EXERCISE 1: In the solar stocks passage, reproduce the stretch from "Array Technologies Inc. (NASDAQ:ARRY)" through "turning more bullish.", substituting "Outperform" for "Market Perform".
EXERCISE 2: State whether each statement agrees with the solar stocks passage, answering yes or no and quoting the deciding words: (a) BMO Capital raised its price target on Array Technologies from $8.50 to $9.00. (b) Sunrun's earnings per share beat the forecast. (c) Array Technologies' revenue grew 56% year over year.

SUPPLIED PASSAGE:
Number of Hedge Fund Holders: 36

Array Technologies Inc. (NASDAQ:ARRY) is one of the best solar energy stocks to buy right now. BMO Capital raised its price target on Array Technologies (NASDAQ: ARRY) from $8.50 to $9.00 on November 6, keeping a Market Perform rating. The firm cited stronger-than-expected net bookings of around $500 million in the quarter, well above the $350 million forecast, with a book-to-bill ratio of 1.25x. Despite mixed Q3 results, the company raised its 2025 revenue outlook.

However, BMO noted that margin and EBITDA guidance remain slightly lower. Analysts are waiting for clearer signs of margin stability and proof that the APA acquisition can scale before turning more bullish.

The day before on November 5, Array Technologies reported third-quarter results for the period ending September 30, 2025. Revenue reached $393.5 million, with APA Solar contributing $16.9 million following its recent acquisition. The company posted a gross margin of 26.9% and adjusted EBITDA of $72.2 million. Net income stood at $18.4 million, or $0.12 per share, while adjusted earnings came in at $0.30 per share. Total contracts and awarded orders, excluding APA, were valued at $1.9 billion.

CEO Kevin Hostetler highlighted strong year-over-year growth in revenue and volume, up 70% and 56% respectively. He noted that APA’s integration strengthens Array’s offerings and supports long-term growth. The company updated its full-year 2025 guidance, projecting revenue between $1.25 billion and $1.28 billion, including around $50 million from APA. Adjusted EBITDA is expected to range from $185 million to $195 million, with adjusted net income per share between $0.64 and $0.70.

Array Technologies Inc. (NASDAQ: ARRY) designs and manufactures solar trackers and racking systems for the utility-scale and distributed generation solar industries. The company’s products and software are engineered to maximize energy production from solar photovoltaic systems and are used to support residential, commercial, and large-scale solar projects.

3. Sunrun Inc. (NASDAQ:RUN)

Year-to-date Performance: 100%

Number of Hedge Fund Holders: 39

Sunrun Inc. (NASDAQ:RUN) is one of the best solar energy stocks to buy right now. On November 6, Sunrun Inc. (NASDAQ:RUN) released its third-quarter 2025 results, highlighting solid operational gains alongside a miss on earnings expectations.

Revenue came in at $724.56 million, beating expectations by over 20%, while earnings per share landed at $0.06, missing the $0.13 forecast. Despite the miss, the company reported $108 million in cash generation and a 10% year-over-year increase in aggregate subscriber value, signaling resilience in a competitive market.

The company continues to expand its footprint in energy storage, with attachment rates climbing to 70% and notable gains in upfront subscriber value. Sunrun’s leadership in distributed power, with over 217,000 systems installed and 3.7 Gigawatt hours of networked storage, reinforces its position as a key player in the clean energy transition. However, subscriber additions dipped slightly, and the company faces industry-wide volume pressure heading into 2026.

COLLECTED DATA:

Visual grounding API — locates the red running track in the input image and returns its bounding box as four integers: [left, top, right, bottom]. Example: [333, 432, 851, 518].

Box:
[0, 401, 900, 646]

RIGHT ANSWER 1:
Array Technologies Inc. (NASDAQ:ARRY) is one of the best solar energy stocks to buy right now. BMO Capital raised its price target on Array Technologies (NASDAQ: ARRY) from $8.50 to $9.00 on November 6, keeping a Outperform rating. The firm cited stronger-than-expected net bookings of around $500 million in the quarter, well above the $350 million forecast, with a book-to-bill ratio of 1.25x. Despite mixed Q3 results, the company raised its 2025 revenue outlook.

However, BMO noted that margin and EBITDA guidance remain slightly lower. Analysts are waiting for clearer signs of margin stability and proof that the APA acquisition can scale before turning more bullish.

RIGHT ANSWER 2:
(a) Yes: "raised its price target on Array Technologies (NASDAQ: ARRY) from $8.50 to $9.00"
(b) No: "earnings per share landed at $0.06, missing the $0.13 forecast"
(c) No: "strong year-over-year growth in revenue and volume, up 70% and 56% respectively"